* _SELECTED EXTRACT_:
** START **

Static in the tech age: the music industry's innovation gap
The end of civilization! A New York University student downloads music from the Napster site in 2001 as the record industry waged a fierce legal, political and PR battle against the digital upstarts. (Credit: Spencer Platt/Newsmakers via Getty Images)

From our ancestors striking “stones and bones” to today’s digital beats, music has been fundamental to the human experience. Industries rose around it, birthed by three pioneering record companies: Edison, Victor Talking Machine, and Columbia. These weren’t just the cradle of music labels; they were also vanguards of technology, introducing the world to the first phonographs. 

This harmonious marriage of music and technology once promised endless innovation. 

Yet fast forward to today, a discordant note strikes. The once-pioneering music industry appears to have fallen out of step with technological innovation. From cassettes to Apple Music, third-party tech companies have persistently outpaced them. And in their dogged pursuit of profitability, the labels seem to have abandoned the artist, the soul of the music industry.

** END **

* _WORK TO DO_:
Answer these questions using the article on the music industry's innovation gap:
(a) Which three record companies does the article name as pioneers of the industry?
(b) According to the caption, from which site is the student downloading music, and in what year?
(c) What two examples mark the span over which third-party tech companies are said to have outpaced the music industry?

Data items
** START **

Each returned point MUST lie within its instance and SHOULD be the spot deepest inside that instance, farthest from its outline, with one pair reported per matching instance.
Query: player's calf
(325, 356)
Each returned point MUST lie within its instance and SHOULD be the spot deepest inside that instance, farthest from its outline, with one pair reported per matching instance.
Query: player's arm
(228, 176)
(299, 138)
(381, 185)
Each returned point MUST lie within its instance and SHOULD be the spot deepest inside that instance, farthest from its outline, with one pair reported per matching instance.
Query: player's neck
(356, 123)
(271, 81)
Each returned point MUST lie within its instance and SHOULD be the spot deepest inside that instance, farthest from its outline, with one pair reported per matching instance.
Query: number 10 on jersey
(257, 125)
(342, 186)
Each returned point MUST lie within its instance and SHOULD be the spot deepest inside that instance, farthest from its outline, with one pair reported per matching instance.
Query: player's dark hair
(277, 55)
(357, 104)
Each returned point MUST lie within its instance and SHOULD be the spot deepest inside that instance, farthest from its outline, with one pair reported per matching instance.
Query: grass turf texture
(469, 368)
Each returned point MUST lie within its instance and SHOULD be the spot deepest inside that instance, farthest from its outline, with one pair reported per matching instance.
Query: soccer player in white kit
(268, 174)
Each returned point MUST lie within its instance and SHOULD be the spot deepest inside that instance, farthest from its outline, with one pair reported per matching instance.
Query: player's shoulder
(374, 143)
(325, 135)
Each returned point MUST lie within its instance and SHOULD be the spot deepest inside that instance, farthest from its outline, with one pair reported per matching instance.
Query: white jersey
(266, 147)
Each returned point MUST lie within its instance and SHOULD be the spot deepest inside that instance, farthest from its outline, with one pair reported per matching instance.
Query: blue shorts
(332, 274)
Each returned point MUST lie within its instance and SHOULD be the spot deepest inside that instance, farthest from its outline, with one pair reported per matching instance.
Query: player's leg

** END **

* _TASK OUTPUT_:
(a) Edison, Victor Talking Machine, and Columbia.
(b) Napster, in 2001.
(c) Cassettes and Apple Music.